Position annotation lines:

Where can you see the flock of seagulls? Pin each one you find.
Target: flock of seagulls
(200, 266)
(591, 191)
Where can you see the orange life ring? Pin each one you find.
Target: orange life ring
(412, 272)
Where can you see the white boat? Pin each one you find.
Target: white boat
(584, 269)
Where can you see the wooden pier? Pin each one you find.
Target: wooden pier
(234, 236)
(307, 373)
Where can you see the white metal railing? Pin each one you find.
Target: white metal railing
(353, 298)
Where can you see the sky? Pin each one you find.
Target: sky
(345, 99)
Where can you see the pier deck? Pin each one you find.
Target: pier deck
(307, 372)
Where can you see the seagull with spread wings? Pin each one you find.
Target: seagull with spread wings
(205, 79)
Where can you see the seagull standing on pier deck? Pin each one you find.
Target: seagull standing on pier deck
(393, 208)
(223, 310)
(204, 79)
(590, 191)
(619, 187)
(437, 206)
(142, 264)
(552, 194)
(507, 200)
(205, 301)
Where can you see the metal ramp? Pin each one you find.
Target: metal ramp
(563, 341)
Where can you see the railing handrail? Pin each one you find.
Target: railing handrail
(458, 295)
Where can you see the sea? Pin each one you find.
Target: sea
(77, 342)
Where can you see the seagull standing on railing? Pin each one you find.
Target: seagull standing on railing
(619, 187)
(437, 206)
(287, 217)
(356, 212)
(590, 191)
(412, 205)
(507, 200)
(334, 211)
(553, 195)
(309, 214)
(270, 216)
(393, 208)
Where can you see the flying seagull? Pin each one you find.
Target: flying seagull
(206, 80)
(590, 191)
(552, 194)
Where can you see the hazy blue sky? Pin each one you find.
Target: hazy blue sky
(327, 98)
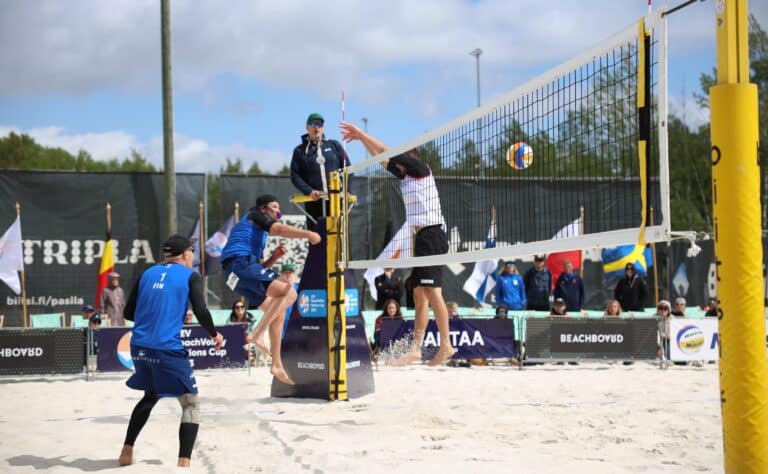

# [Exercise prompt]
Please rewrite these lines with "pier deck" replaced by "boardwalk" wherever it occurs, leaving everything else as it is. Omit the pictures from your answer.

# [Problem solution]
Where can you see the flock of seagulls? Pin each one you find.
Target: flock of seagulls
(200, 266)
(591, 191)
Where can you see the orange life ring? Pin each one you find.
Target: orange life ring
(412, 272)
Where can you see the white boat? Pin each one you find.
Target: white boat
(584, 269)
Where can you see the wooden pier? Pin each one you find.
Target: wooden pier
(234, 236)
(307, 373)
Where can you see the white metal railing? Pin each one you find.
Target: white metal railing
(353, 298)
Where can you see the sky? Pin each one you find.
Target: sky
(345, 99)
Where can you see the boardwalk? Pin each one you find.
Target: boardwalk
(307, 372)
Where can you see the seagull with spread wings? Pin each one you find.
Target: seagull with spread wings
(205, 79)
Where can you see the seagull standing on boardwalk? Pin each one you find.
Target: seagull standing on boardwalk
(393, 208)
(223, 310)
(204, 79)
(590, 191)
(619, 187)
(437, 206)
(142, 264)
(552, 194)
(507, 200)
(205, 301)
Where can you see the metal ramp? Pin each one you find.
Target: metal ramp
(563, 341)
Where can you see the railing handrail? Pin each one you find.
Target: railing handrail
(458, 295)
Where can you see the sea? Pin each one you find.
Target: sea
(77, 342)
Where can you see the seagull standing on railing? Pin each one you find.
Target: seagull standing on railing
(619, 187)
(437, 206)
(287, 217)
(356, 212)
(590, 191)
(412, 205)
(507, 200)
(334, 211)
(553, 195)
(309, 214)
(270, 216)
(393, 208)
Where can you see the flying seagull? Pin each one you find.
Target: flying seagull
(206, 80)
(590, 191)
(552, 194)
Where can you see the hazy blue sky? Pin each one you find.
Target: hazy blue sky
(327, 98)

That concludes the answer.